** BEGIN Supplied records **

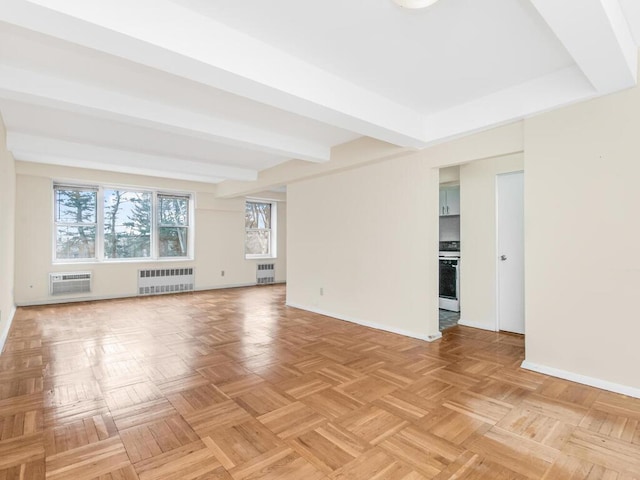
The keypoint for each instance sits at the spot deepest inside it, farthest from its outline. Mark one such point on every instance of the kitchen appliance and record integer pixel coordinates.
(450, 276)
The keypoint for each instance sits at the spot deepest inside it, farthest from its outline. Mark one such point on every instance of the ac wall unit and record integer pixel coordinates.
(69, 282)
(265, 273)
(165, 280)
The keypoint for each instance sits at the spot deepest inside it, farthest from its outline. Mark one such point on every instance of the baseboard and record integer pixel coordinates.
(377, 326)
(95, 298)
(469, 323)
(583, 379)
(4, 334)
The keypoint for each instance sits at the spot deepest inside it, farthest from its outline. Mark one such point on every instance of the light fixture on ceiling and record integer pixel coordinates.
(414, 3)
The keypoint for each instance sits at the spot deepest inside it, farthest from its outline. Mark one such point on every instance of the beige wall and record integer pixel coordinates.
(582, 234)
(219, 237)
(7, 244)
(368, 238)
(478, 238)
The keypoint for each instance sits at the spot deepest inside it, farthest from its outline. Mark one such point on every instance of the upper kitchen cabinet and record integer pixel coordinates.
(450, 200)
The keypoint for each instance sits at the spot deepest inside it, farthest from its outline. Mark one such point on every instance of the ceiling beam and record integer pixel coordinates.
(50, 91)
(597, 36)
(33, 148)
(177, 40)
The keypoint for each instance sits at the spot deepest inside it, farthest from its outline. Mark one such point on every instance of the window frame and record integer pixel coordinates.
(273, 230)
(96, 225)
(99, 253)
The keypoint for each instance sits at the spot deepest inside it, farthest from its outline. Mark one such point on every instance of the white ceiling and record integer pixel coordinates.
(212, 90)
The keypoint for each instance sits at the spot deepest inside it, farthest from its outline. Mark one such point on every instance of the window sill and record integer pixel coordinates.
(260, 257)
(123, 260)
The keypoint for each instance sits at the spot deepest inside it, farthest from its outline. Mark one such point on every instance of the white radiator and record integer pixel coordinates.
(69, 282)
(165, 280)
(266, 273)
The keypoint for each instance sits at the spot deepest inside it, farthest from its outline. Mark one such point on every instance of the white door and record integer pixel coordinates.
(510, 224)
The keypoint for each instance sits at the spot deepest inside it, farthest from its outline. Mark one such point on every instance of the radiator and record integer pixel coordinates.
(265, 273)
(69, 282)
(165, 280)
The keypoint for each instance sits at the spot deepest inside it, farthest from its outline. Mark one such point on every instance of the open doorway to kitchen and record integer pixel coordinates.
(449, 251)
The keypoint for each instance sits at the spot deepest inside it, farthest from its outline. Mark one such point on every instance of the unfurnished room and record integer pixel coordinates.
(337, 240)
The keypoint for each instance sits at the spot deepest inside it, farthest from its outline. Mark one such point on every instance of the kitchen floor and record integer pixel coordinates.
(448, 319)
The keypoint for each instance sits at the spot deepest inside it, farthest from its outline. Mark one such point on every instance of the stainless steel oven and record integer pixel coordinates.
(450, 281)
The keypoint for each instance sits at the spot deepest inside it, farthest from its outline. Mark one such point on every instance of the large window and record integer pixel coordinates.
(96, 223)
(75, 222)
(259, 222)
(173, 225)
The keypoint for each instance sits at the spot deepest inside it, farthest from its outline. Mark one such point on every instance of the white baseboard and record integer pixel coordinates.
(468, 323)
(377, 326)
(94, 298)
(4, 334)
(583, 379)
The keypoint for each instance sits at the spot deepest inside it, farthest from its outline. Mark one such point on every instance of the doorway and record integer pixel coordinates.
(510, 249)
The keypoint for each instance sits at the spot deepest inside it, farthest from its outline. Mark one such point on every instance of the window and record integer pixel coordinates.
(75, 222)
(260, 235)
(127, 224)
(95, 223)
(173, 225)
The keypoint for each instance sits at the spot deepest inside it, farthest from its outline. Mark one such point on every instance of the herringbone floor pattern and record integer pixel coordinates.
(232, 384)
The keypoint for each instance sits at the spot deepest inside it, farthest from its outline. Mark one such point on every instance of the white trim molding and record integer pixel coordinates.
(4, 334)
(377, 326)
(583, 379)
(469, 323)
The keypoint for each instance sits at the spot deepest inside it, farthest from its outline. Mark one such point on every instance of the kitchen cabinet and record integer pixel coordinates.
(449, 201)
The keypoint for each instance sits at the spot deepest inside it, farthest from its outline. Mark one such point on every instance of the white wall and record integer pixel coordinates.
(368, 238)
(582, 236)
(478, 238)
(7, 243)
(219, 237)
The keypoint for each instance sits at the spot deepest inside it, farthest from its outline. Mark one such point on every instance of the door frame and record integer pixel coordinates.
(497, 250)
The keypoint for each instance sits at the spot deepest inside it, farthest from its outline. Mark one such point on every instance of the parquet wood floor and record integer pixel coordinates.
(233, 385)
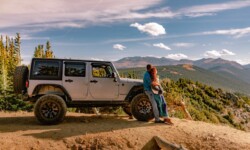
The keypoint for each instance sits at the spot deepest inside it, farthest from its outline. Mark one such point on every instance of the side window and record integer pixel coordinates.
(100, 70)
(75, 69)
(46, 69)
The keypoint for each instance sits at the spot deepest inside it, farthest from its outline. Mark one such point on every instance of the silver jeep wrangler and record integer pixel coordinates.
(55, 84)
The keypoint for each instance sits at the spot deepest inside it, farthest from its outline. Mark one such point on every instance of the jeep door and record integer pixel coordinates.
(75, 80)
(102, 85)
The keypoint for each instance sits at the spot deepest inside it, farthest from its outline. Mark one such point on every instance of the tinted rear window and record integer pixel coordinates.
(46, 69)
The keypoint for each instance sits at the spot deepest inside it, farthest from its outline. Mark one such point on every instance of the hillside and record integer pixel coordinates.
(20, 130)
(229, 83)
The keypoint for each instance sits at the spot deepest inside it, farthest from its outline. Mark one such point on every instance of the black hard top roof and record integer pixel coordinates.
(64, 59)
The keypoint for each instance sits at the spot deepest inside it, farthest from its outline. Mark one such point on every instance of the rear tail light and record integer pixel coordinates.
(27, 84)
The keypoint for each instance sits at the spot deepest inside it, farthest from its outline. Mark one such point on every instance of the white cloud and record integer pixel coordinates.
(211, 9)
(97, 59)
(64, 13)
(227, 52)
(235, 32)
(185, 45)
(162, 46)
(119, 47)
(242, 62)
(215, 53)
(177, 56)
(212, 53)
(151, 28)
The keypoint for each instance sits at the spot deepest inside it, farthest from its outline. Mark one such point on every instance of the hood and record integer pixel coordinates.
(127, 80)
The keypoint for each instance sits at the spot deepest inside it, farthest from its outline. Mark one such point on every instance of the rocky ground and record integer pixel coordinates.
(20, 130)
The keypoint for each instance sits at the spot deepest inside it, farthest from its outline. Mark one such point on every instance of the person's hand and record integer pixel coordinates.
(160, 92)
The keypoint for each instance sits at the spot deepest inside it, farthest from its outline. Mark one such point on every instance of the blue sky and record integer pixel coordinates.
(113, 29)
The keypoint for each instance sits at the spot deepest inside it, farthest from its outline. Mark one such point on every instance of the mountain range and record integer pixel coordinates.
(220, 73)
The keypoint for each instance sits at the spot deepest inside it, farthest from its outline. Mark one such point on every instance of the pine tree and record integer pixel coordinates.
(17, 51)
(48, 51)
(39, 51)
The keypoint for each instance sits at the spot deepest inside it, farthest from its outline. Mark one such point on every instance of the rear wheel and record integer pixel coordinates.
(20, 78)
(50, 109)
(127, 109)
(141, 108)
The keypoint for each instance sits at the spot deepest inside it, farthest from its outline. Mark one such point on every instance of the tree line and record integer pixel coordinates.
(10, 58)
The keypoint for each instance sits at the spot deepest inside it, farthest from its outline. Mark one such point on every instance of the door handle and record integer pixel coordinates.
(69, 80)
(93, 81)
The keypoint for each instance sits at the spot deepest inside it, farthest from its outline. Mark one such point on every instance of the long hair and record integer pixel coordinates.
(153, 75)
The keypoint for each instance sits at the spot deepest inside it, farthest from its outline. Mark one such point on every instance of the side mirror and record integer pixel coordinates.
(114, 75)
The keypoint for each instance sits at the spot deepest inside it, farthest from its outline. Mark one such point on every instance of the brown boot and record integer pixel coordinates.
(168, 121)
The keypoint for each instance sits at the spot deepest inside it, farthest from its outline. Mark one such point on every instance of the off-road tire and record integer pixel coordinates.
(141, 107)
(127, 109)
(20, 78)
(50, 109)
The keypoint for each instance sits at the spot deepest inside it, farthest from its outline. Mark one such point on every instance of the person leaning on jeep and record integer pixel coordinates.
(149, 93)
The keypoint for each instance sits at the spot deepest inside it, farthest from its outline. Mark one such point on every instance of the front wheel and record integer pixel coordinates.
(50, 109)
(141, 108)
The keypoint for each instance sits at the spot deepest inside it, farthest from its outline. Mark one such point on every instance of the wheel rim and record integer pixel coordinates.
(144, 106)
(50, 110)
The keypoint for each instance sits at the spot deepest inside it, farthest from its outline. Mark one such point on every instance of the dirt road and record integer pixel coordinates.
(81, 131)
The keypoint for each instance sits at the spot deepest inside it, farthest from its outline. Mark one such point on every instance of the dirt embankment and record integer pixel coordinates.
(80, 131)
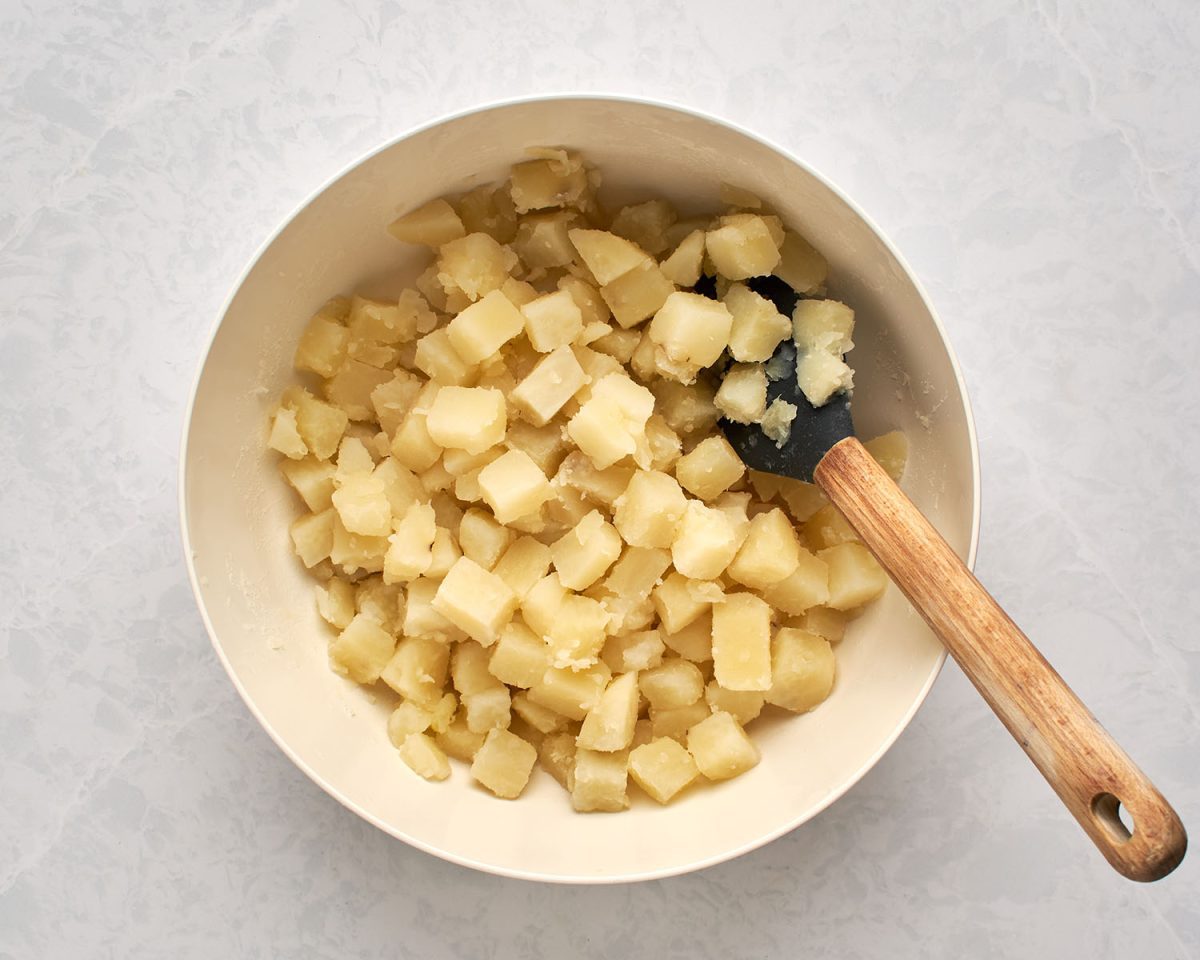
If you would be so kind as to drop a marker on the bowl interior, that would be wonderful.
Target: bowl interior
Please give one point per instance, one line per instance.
(258, 601)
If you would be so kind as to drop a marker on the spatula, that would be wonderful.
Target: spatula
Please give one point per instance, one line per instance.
(1092, 775)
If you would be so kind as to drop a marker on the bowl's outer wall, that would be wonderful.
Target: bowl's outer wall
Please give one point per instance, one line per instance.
(259, 603)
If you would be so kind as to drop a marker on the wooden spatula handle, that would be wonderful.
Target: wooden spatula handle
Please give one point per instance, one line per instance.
(1084, 765)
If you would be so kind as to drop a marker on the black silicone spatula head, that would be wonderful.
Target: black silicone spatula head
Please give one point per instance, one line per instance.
(815, 430)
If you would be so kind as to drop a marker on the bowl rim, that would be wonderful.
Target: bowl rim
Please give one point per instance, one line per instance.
(331, 790)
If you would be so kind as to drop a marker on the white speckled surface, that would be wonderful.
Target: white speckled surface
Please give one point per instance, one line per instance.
(1037, 165)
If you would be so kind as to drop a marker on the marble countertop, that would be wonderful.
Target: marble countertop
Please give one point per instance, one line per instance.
(1039, 166)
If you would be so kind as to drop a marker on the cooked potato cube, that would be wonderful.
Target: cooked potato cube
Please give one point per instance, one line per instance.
(799, 265)
(637, 294)
(609, 726)
(503, 763)
(433, 225)
(720, 748)
(691, 328)
(424, 757)
(855, 576)
(577, 633)
(552, 321)
(631, 652)
(771, 552)
(802, 670)
(649, 511)
(661, 768)
(743, 394)
(743, 705)
(520, 657)
(805, 587)
(585, 553)
(742, 247)
(606, 255)
(570, 693)
(891, 451)
(361, 651)
(673, 683)
(705, 543)
(483, 328)
(683, 265)
(742, 642)
(709, 469)
(467, 418)
(474, 600)
(418, 670)
(599, 784)
(312, 538)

** END Supplied records **

Exercise: Output everything from the line containing "front wheel and record integer pixel coordinates." down to the line containing "(1092, 775)" as a two-column CSV with the headers record_text and answer. Give one row per record, put each field in double quotes with its line breaks replaced by spaces, and omit the pictures.

Written response:
record_text,answer
"The keypoint for each instance sits at the spot deepest inside it, farthest from its outline. Mark one such point on every instance of the front wheel and record integer pixel coordinates.","(50, 109) (141, 108)"
"The keypoint for each instance sits at the spot deepest inside it, farthest from its outline. Mark one such point on every instance of the wheel rim and record integer pixel coordinates.","(144, 106) (50, 110)"
"The keypoint for each instance sits at the spot deepest inside it, farthest from its outline. Mark one such point on every instance of the dirt road and record integer pixel coordinates.","(81, 131)"
"The keypoint for each instance sits at the spot deepest inside it, farthest from its outline. Mark one such point on every instance of the dirt embankment and record integer pixel coordinates.","(80, 131)"
"If you would be so kind as to drop a marker on the bowl interior, that would be wonderful. Target: bowl interior Please give one point per instance, one line per instance.","(258, 601)"
"If you would be so kind as to drop a marker on the spatula, that would be wonderful. Target: spatula Please give one point per instance, one line per instance.","(1092, 775)"